◆ **What you will do**
In the osseous surgery text, replace "stitched" with "sutured" and write out the part that opens with the words "The surface of the" and closes with "stitched in place.".

◆ **Exercise passage**
----

Osseous surgery is a fairly straight-forward periodontal procedure that isn’t overly invasive. Osseous surgery is the final step in treating periodontal disease, and is performed by a periodontist, a dental specialist dealing with the gum area. The surgery is a procedure done when you have a pocket around a tooth or teeth that has not responded to other treatments, such as scaling and root planing, or a maintenance program. Here’s what to know about osseous surgery.
If you have periodontitis, then you have probably already gone for your exam, deep cleaning, and reevaluation exam that checks the pocket depths for reduction in depth and with bleeding around the gums. If your pocket depths have not improved enough, or have gotten worse, then your doctor may recommend osseous surgery.
Osseous surgery is a procedure used to smooth and reshape the affected bone, and create a shallow pocket that makes it more difficult for more aggressive bacteria to survive. This surgery includes a thorough cleaning of the root surface and smoothing the surface of uneven bone caused by periodontitis. The goal of the surgery is to eliminate the existing bacteria and infection, and to stop the decaying process and prevent further damage caused by the progression of periodontal disease. This, in turn, will help you maintain a healthy mouth, healthy body, and healthy smile.
The osseous surgery process itself takes about an hour to an hour and a half per quadrant of the mouth. The length of surgery depends on how big of a section needs to be cleaned, as well as whether the patient needs bone grafting or guided tissue regeneration.
Patients are awake for the procedure, but the doctor will numb the area being worked on. Many people think of osseous surgery as an extra deep cleaning procedure. The doctor will then open up the gum tissue around the area to be treated, lifting it away from the teeth and underlying bone. This allows the doctor access and direct vision of the bone and tooth root surface. Using hand-powered instruments and tools, the doctor will clean and smooth the root surface and bone surrounding the root.
The surface of the bone that is uneven (because of the destruction caused by the body’s response to a bacterial attack) is smoothed to make a better surface for repair and development of a healthy attachment system. After the roots have been cleaned and the bone has been reshaped, the gum tissue is trimmed to match the new underlying structure and stitched in place.

----

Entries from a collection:
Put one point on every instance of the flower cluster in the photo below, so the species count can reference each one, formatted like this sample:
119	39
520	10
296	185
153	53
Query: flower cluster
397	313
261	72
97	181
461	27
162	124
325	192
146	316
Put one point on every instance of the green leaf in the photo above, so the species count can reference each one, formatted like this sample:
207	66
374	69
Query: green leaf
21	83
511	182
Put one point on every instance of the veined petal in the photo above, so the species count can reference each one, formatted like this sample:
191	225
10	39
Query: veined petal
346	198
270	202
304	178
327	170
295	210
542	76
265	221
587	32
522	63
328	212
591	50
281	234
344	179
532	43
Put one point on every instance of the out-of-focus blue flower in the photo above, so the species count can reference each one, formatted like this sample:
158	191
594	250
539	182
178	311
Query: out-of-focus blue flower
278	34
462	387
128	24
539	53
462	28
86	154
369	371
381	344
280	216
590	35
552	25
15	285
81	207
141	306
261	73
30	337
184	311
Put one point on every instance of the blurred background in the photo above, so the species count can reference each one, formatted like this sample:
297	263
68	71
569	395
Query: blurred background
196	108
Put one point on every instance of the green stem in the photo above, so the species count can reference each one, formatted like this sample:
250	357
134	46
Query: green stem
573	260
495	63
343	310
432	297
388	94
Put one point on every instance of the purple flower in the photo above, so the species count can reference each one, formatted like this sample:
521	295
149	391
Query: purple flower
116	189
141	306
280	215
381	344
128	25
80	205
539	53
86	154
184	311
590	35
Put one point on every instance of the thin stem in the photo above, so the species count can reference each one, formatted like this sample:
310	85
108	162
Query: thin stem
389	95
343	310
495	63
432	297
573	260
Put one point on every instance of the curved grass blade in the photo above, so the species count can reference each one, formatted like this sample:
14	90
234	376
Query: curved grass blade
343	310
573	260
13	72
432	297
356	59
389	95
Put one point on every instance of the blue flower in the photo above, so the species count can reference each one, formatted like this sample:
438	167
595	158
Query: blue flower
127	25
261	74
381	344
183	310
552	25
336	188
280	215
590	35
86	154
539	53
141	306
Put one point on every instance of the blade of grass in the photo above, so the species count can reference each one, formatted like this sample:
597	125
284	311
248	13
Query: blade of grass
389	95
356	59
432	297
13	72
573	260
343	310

----

◆ **Result below**
The surface of the bone that is uneven (because of the destruction caused by the body’s response to a bacterial attack) is smoothed to make a better surface for repair and development of a healthy attachment system. After the roots have been cleaned and the bone has been reshaped, the gum tissue is trimmed to match the new underlying structure and sutured in place.